Exercise => Repeat the lines below word for word, with nothing changed.

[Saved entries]
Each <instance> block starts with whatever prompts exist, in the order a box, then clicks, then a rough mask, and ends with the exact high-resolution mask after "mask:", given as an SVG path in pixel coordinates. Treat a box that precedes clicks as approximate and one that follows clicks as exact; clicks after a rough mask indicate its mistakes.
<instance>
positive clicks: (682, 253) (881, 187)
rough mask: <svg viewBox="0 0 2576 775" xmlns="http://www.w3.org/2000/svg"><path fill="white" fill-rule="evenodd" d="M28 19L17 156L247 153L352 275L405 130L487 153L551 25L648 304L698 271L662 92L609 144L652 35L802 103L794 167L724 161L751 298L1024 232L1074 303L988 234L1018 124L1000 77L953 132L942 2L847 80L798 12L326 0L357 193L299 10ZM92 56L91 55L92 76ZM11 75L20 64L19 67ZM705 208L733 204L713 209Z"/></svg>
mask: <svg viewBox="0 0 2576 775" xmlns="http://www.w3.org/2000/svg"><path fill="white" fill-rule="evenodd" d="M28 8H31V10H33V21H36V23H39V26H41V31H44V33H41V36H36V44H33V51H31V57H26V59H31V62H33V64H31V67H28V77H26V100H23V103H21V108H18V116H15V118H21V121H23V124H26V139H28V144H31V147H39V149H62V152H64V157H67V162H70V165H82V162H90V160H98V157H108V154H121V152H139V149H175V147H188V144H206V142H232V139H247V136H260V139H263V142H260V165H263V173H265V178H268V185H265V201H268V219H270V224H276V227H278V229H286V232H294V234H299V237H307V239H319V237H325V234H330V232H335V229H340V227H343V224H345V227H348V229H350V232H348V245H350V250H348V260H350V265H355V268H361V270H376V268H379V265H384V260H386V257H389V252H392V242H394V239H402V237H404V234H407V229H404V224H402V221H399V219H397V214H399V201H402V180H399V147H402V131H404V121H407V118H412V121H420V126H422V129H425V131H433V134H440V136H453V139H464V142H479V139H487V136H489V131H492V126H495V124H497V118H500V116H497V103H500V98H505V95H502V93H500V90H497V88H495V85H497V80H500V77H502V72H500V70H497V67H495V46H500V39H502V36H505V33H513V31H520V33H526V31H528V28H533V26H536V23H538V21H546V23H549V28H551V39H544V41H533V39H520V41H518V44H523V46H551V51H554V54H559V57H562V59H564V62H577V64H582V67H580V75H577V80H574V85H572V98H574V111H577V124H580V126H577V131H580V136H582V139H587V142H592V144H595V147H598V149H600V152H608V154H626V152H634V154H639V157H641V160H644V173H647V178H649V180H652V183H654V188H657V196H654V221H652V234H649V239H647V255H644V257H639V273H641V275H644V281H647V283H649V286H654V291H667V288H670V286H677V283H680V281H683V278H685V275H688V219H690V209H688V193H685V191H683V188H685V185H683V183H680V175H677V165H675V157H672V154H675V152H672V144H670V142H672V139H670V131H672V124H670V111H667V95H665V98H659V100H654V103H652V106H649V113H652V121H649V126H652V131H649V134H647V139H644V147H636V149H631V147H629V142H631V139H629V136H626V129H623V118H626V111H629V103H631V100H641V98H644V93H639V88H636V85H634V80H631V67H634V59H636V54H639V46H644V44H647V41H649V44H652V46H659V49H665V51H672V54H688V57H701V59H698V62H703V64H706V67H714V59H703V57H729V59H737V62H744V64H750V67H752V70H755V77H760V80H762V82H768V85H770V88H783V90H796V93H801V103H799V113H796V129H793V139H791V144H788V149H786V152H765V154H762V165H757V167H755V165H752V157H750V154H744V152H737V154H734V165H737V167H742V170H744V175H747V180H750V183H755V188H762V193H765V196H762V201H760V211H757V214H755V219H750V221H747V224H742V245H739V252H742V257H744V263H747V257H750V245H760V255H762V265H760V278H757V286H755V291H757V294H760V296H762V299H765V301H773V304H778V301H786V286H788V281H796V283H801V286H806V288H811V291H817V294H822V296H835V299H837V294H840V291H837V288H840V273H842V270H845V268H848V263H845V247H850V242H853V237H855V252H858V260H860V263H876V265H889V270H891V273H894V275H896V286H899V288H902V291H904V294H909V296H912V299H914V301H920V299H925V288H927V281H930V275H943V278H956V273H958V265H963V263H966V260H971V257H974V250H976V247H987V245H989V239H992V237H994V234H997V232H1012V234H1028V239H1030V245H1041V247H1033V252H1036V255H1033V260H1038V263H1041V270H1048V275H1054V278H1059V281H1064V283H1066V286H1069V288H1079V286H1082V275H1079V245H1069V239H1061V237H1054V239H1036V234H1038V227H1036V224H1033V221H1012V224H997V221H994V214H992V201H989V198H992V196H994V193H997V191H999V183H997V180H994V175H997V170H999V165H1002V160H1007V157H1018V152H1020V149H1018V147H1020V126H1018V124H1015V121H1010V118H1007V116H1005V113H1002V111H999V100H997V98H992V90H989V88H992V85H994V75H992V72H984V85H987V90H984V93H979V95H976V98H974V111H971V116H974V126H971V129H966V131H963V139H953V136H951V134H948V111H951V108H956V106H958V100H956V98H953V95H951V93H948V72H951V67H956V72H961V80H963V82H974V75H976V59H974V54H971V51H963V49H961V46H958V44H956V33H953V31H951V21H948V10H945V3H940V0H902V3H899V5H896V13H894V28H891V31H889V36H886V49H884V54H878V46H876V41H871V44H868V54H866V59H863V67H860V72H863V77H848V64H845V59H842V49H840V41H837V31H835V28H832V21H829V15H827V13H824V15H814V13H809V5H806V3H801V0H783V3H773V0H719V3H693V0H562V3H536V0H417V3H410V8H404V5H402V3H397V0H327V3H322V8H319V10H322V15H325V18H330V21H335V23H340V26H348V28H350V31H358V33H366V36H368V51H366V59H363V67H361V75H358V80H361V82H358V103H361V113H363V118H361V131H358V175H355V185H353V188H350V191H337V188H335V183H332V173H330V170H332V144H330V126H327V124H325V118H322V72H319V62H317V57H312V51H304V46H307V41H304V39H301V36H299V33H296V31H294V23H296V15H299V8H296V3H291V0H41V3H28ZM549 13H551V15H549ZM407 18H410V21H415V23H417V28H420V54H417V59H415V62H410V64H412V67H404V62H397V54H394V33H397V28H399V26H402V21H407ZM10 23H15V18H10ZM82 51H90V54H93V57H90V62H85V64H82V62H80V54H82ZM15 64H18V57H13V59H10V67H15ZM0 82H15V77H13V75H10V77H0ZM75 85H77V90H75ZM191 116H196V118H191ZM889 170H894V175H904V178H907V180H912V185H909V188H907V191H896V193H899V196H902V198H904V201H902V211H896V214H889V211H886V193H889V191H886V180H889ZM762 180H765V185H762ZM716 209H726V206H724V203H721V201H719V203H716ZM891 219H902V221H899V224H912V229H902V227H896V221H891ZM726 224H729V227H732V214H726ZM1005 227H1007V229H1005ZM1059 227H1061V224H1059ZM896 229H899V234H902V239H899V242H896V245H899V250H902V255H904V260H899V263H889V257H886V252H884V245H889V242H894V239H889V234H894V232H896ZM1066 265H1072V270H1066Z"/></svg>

Reply to the task =>
Each <instance> block starts with whatever prompts exist, in the order a box, then clicks, then a rough mask, and ends with the exact high-resolution mask after "mask:", given as an SVG path in pixel coordinates. Treat a box that precedes clicks as approximate and one that follows clicks as exact; clicks after a rough mask indicate its mistakes.
<instance>
positive clicks: (682, 253) (881, 187)
rough mask: <svg viewBox="0 0 2576 775" xmlns="http://www.w3.org/2000/svg"><path fill="white" fill-rule="evenodd" d="M28 19L17 156L247 153L352 275L405 130L487 153L551 25L648 304L698 271L662 92L609 144L652 35L802 103L794 167L724 161L751 298L1024 232L1074 303L988 234L1018 124L1000 77L953 132L942 2L847 80L798 12L326 0L357 193L299 10ZM92 56L91 55L92 76ZM11 75L20 64L19 67ZM705 208L733 204L713 209Z"/></svg>
mask: <svg viewBox="0 0 2576 775" xmlns="http://www.w3.org/2000/svg"><path fill="white" fill-rule="evenodd" d="M28 8H31V10H33V21H36V23H39V26H41V31H44V33H41V36H36V44H33V51H31V57H26V59H31V62H33V64H31V67H28V77H26V100H23V103H21V108H18V116H15V118H21V121H23V124H26V139H28V144H31V147H39V149H62V152H64V157H67V162H70V165H82V162H90V160H98V157H108V154H121V152H139V149H175V147H188V144H206V142H232V139H247V136H260V139H263V142H260V165H263V173H265V178H268V185H265V201H268V219H270V224H276V227H278V229H286V232H294V234H299V237H307V239H319V237H325V234H330V232H335V229H340V227H343V224H345V227H348V229H350V232H348V245H350V250H348V260H350V265H355V268H361V270H376V268H379V265H384V260H386V257H389V252H392V242H394V239H402V237H404V234H407V229H404V224H402V221H399V219H397V214H399V201H402V180H399V147H402V131H404V121H407V118H412V121H420V126H422V129H425V131H433V134H440V136H453V139H464V142H479V139H487V136H489V131H492V126H495V124H497V118H500V116H497V103H500V98H505V95H502V93H500V90H497V88H495V85H497V80H500V77H502V72H500V70H497V67H495V46H500V39H502V36H505V33H513V31H520V33H526V31H528V28H533V26H536V23H538V21H546V23H549V28H551V39H544V41H533V39H520V41H518V44H523V46H551V51H554V54H559V57H562V59H564V62H577V64H582V67H580V75H577V80H574V85H572V98H574V111H577V124H580V126H577V131H580V136H582V139H587V142H592V144H595V147H598V149H600V152H608V154H626V152H634V154H639V157H641V160H644V173H647V178H649V180H652V183H654V188H657V196H654V221H652V234H649V239H647V255H644V257H639V273H641V275H644V281H647V283H649V286H654V291H667V288H670V286H677V283H680V281H683V278H685V275H688V219H690V209H688V193H685V191H683V188H685V185H683V183H680V175H677V165H675V157H672V154H675V152H672V144H670V142H672V139H670V131H672V124H670V111H667V95H665V98H659V100H654V103H652V106H649V113H652V121H649V126H652V131H649V134H647V139H644V147H636V149H631V147H629V142H631V139H629V136H626V129H623V118H626V111H629V103H631V100H641V98H644V93H639V88H636V85H634V80H631V67H634V59H636V54H639V46H644V44H647V41H649V44H652V46H659V49H665V51H672V54H688V57H701V59H698V62H703V64H706V67H714V59H703V57H729V59H737V62H744V64H750V67H752V70H755V77H760V80H762V82H768V85H770V88H783V90H796V93H801V103H799V113H796V129H793V139H791V144H788V149H786V152H765V154H762V165H757V167H755V165H752V157H750V154H744V152H737V154H734V165H737V167H742V170H744V175H747V180H750V183H755V188H762V193H765V196H762V201H760V211H757V214H755V219H750V221H747V224H742V245H739V252H742V257H744V263H747V257H750V245H760V255H762V265H760V278H757V286H755V291H757V294H760V296H762V299H765V301H773V304H778V301H786V286H788V281H796V283H801V286H806V288H811V291H817V294H822V296H835V299H837V294H840V291H837V288H840V273H842V270H845V268H848V263H845V247H850V242H853V237H855V252H858V260H860V263H876V265H889V270H891V273H894V275H896V286H899V288H902V291H904V294H909V296H912V299H914V301H920V299H925V288H927V281H930V275H943V278H956V273H958V265H963V263H966V260H971V257H974V250H976V247H987V245H989V239H992V237H994V234H997V232H1012V234H1028V239H1030V245H1041V247H1033V252H1036V255H1033V260H1038V263H1041V270H1048V275H1054V278H1059V281H1064V283H1066V286H1069V288H1079V286H1082V275H1079V245H1069V239H1061V237H1054V239H1036V234H1038V227H1036V224H1033V221H1012V224H997V221H994V214H992V201H989V198H992V196H994V193H997V191H999V183H997V180H994V175H997V170H999V165H1002V160H1007V157H1018V152H1020V149H1018V147H1020V126H1018V124H1015V121H1010V118H1007V116H1005V113H1002V111H999V100H997V98H992V90H989V88H992V85H994V75H992V72H984V85H987V90H984V93H979V95H976V98H974V111H971V116H974V126H971V129H966V131H963V139H953V136H951V134H948V111H951V108H956V106H958V100H956V98H953V95H951V93H948V72H951V67H956V72H961V80H963V82H974V75H976V59H974V54H971V51H963V49H961V46H958V44H956V33H953V31H951V21H948V10H945V3H940V0H902V3H899V5H896V13H894V28H891V31H889V36H886V49H884V54H878V46H876V41H871V44H868V54H866V59H863V67H860V72H863V77H848V64H845V59H842V49H840V41H837V31H835V28H832V21H829V15H827V13H824V15H814V13H809V5H806V3H801V0H783V3H773V0H719V3H693V0H562V3H536V0H417V3H410V8H404V5H402V3H397V0H327V3H322V8H319V10H322V15H325V18H330V21H335V23H340V26H348V28H350V31H358V33H366V36H368V51H366V59H363V67H361V75H358V80H361V82H358V103H361V113H363V118H361V131H358V175H355V185H353V188H350V191H337V188H335V183H332V173H330V170H332V144H330V126H327V124H325V118H322V72H319V62H317V57H312V51H304V46H307V41H304V39H301V36H299V33H296V31H294V23H296V15H299V8H296V3H291V0H41V3H28ZM549 13H551V15H549ZM407 18H410V21H415V23H417V28H420V54H417V59H415V62H410V64H412V67H404V62H397V54H394V33H397V28H399V26H402V21H407ZM10 23H15V18H10ZM82 51H90V54H93V57H90V62H85V64H82V62H80V54H82ZM15 64H18V57H13V59H10V67H15ZM0 82H15V77H13V75H10V77H0ZM75 85H77V90H75ZM191 116H196V118H191ZM889 170H894V175H904V178H907V180H912V185H909V188H907V191H896V193H899V196H902V198H904V201H902V211H896V214H889V211H886V193H889V191H886V180H889ZM762 180H765V185H762ZM716 209H726V206H724V203H721V201H719V203H716ZM891 219H902V221H899V224H912V229H902V227H896V221H891ZM726 224H729V227H732V214H726ZM1005 227H1007V229H1005ZM1059 227H1061V224H1059ZM896 229H899V234H902V239H899V242H896V245H899V250H902V255H904V260H899V263H889V257H886V252H884V245H889V242H894V239H889V234H894V232H896ZM1066 265H1072V270H1066Z"/></svg>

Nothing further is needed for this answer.